Wi-Fi signalIt’s possible that just about every library in Ohio has had people sitting outside the library using their Wi-Fi when the library is closed. That happens so often, in fact, that administrators of the E-rate program call this “ancillary” use and consider it normal. Most libraries don’t seem to mind, but in some cases, a library may have a branch in a mall or otherwise in close proximity to other businesses and want to limit Wi-Fi use to actual library users. For those cases, MIT research announced last week may promise a solution.

  • Wireless tech means safer drones, smarter homes and password-free WiFi (MIT News | Adam Conner-Simons)  “In a new paper, a research team led by Professor Dina Katabi present a system called Chronos that enables a single WiFi access point to locate users to within tens of centimeters, without any external sensors. The group demonstrated Chronos in an apartment and a cafe, while also showing off a drone that maintains a safe distance from its user with a margin of error of about four centimeters.”

Supplied records:
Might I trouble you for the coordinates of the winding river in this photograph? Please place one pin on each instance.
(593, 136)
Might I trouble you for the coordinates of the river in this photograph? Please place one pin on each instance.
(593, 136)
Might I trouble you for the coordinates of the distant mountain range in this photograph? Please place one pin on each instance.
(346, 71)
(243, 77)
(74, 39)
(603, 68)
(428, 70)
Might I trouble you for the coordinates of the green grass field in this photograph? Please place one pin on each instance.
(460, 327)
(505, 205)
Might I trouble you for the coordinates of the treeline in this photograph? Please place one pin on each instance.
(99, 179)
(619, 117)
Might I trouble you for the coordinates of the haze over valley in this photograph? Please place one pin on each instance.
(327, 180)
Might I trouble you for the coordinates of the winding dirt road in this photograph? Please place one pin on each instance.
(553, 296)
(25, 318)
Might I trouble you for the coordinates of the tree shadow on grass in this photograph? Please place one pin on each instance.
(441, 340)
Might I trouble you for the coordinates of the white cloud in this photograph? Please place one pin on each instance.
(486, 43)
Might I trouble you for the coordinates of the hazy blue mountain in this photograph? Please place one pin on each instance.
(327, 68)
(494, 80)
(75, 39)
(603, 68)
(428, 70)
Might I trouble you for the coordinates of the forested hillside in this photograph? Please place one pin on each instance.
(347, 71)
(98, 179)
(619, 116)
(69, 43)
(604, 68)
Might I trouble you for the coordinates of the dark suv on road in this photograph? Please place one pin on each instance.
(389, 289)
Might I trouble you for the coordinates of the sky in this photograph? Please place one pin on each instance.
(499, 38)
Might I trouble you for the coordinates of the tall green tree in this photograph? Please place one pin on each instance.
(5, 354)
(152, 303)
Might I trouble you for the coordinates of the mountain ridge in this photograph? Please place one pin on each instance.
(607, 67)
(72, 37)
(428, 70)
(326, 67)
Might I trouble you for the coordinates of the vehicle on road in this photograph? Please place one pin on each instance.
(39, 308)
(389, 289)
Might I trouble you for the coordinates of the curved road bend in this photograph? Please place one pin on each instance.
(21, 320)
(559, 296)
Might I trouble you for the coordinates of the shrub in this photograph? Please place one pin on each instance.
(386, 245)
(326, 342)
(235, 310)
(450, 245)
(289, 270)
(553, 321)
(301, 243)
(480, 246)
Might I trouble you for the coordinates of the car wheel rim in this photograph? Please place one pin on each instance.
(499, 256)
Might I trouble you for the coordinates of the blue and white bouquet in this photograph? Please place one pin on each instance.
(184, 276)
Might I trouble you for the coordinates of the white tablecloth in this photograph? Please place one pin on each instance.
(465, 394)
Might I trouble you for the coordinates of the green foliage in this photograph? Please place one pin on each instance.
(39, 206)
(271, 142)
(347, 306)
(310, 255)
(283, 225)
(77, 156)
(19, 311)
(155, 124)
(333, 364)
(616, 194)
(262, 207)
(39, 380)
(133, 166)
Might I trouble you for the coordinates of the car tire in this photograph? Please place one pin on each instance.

Stated task 1: In the passage on library Wi-Fi, what do administrators of the E-rate program call the use of a library's Wi-Fi by people sitting outside while the library is closed?
Stated task 2: Continue the passage on library Wi-Fi and the MIT Chronos system from the point where it stops.

Response 1: They call it "ancillary" use.

Response 2:
  • MIT’s wireless localizer could mean password-free Wi-Fi (PC Magazine | Angela Moscaritolo)  “Existing localization methods determine someone’s position by ‘triangulating multiple angles relative to the person,’ a process that requires multiple Wi-Fi access points. Chronos, on the other hand, can calculate not just the angle, but the distance from a user [to] an access point. ‘Knowing both the distance and the angle allows you to compute the user’s position using just one access point,’ PhD student Deepak Vasisht, who helped author a paper about the new technology, said in a statement.”
  • New wireless tech from MIT promises password-free Wi-Fi (PC World | Katherine Noyes)  “Making it all possible was Vasisht’s observation that signals travel over the air from transmitter to receiver at a different frequency than they do within a Wi-Fi device during the process of being detected, said Dina Katabi, an MIT professor who led the research team, in an interview on Tuesday. After coming up with an algorithm to exploit that fact, the researchers tested the technology in a two-bedroom apartment with four occupants and found that Chronos can correctly identify which room a resident is in 94 percent of the time. In a cafe, it was 97 percent accurate in distinguishing in-store customers from out-of-store intruders, meaning that passwords could be eliminated.”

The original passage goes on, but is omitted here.